PASSAGE FOR REVIEW =>
-*-
Stage 2: Extraction of the Oil
Essential oils are extracted from the plant in two main ways. The first is distillation, and the second is through expression.

Steam Distillation
The Steam Distillation process is the most common way to extract oils from leaves and plant material. Steam Distillation has been used for over 5000 years, first of water and panacea, and later for aromatic and floral waters for medicinal and perfume purposes, among others. Today, distillation is the most common way to extract oil from plants for personal use.
The distillation process begins when the plant is placed on a grid inside a still, which is then sealed. When sealed, the still is filled with steam, and it slowly breaks through the plant, which them removes what will become oil in the form of vapor. The vapor rises into a pipe that then takes the vapor into a condenser, so that the vapor turns back into liquid form, where the oil naturally separates from the water. The oil collected is what we will eventually come to know as essential oil.

Expression is another name for cold pressing, and it is a method used specifically used to extract essential oils from citrus fruits, including lemon, orange, grapefruit, lime, and bergamot.
The artisanal method of extracting oils from citrus fruit is by soaking the rind in warm water, and pressing the rind with a sponge, which absorbs the oil.
For the more modern form of expression, the rind is placed in a container with spikes that puncture the rind repeatedly, which releases the oil. The oil is then collected, often by centrifuge, in a smaller container below.

Stage 3: Taking the Essential Oil to Market
After the essential oils are extracted, they are either bottled to be sold pure (or diluted), or they are used as ingredients in other products, as mentioned below.

Stage 4: Uses of Essential Oils
Beauty Products
There are dozens of essential oils that have shown potent effects for a variety of skin issues, or simply for maintaining overall skin health.
Some of these include:
Carrot seed essential oil: used to help to smooth skin, fade scars, and even tone.
Frankincense essential oil: used to help reduce inflammation, calm acne, and even skin tone.
Geranium essential oil: used to reduce the appearance of oily skin and control breakouts. It can also help heal bruises, burns, and cuts.
Lavender essential oil: Used to reduce sun spots and scaring.
Myrrh essential oil: used to promote elasticity and firmness, and reduce sun damage.
-*-
EXERCISE SET =>
A) Answer these questions about the passage on essential oils:
(i) Which citrus fruits does the passage name as sources for expression?
(ii) In the modern form of expression, how is the oil often collected?
(iii) What three injuries can geranium essential oil help heal?
B) Return the part of the passage on essential oils between "Stage 4: Uses" and "burns, and cuts.", inclusive.

EXTRACTED RECORDS =>
-*-
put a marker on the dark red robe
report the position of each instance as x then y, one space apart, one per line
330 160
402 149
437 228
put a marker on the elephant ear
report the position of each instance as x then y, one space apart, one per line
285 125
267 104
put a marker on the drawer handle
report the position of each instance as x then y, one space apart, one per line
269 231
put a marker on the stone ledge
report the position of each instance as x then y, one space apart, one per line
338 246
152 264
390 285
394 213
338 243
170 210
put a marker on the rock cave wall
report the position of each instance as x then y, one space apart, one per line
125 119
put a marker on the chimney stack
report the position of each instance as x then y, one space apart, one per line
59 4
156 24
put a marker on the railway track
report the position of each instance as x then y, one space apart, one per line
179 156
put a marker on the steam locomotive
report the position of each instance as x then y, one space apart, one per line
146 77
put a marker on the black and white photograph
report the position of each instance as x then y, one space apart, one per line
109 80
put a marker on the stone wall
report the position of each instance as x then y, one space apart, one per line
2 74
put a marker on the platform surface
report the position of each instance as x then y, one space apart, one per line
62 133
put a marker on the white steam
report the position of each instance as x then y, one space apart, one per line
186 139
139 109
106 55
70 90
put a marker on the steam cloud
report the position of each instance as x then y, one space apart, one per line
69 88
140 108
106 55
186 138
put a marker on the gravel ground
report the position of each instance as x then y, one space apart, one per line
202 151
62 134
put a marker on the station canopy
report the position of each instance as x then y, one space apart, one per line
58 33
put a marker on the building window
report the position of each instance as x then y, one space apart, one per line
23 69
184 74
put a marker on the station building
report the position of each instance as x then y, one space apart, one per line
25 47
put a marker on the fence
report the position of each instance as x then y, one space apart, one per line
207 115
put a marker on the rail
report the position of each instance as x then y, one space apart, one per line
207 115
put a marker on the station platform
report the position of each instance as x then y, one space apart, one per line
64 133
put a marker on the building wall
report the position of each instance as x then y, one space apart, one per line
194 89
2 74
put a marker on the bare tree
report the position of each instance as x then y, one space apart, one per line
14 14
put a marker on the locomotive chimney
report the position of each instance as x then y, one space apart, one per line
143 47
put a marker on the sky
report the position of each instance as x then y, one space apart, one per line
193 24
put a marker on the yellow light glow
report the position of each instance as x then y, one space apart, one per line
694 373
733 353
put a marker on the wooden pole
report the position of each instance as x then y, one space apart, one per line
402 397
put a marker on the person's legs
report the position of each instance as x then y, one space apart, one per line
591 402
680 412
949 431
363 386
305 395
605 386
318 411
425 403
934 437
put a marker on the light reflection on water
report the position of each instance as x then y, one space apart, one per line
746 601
-*-
ANSWERS TO THE PROBLEMS =>
A)
(i) Lemon, orange, grapefruit, lime, and bergamot.
(ii) By centrifuge, in a smaller container below.
(iii) Bruises, burns, and cuts.

B)
Stage 4: Uses of Essential Oils
Beauty Products
There are dozens of essential oils that have shown potent effects for a variety of skin issues, or simply for maintaining overall skin health.
Some of these include:
Carrot seed essential oil: used to help to smooth skin, fade scars, and even tone.
Frankincense essential oil: used to help reduce inflammation, calm acne, and even skin tone.
Geranium essential oil: used to reduce the appearance of oily skin and control breakouts. It can also help heal bruises, burns, and cuts.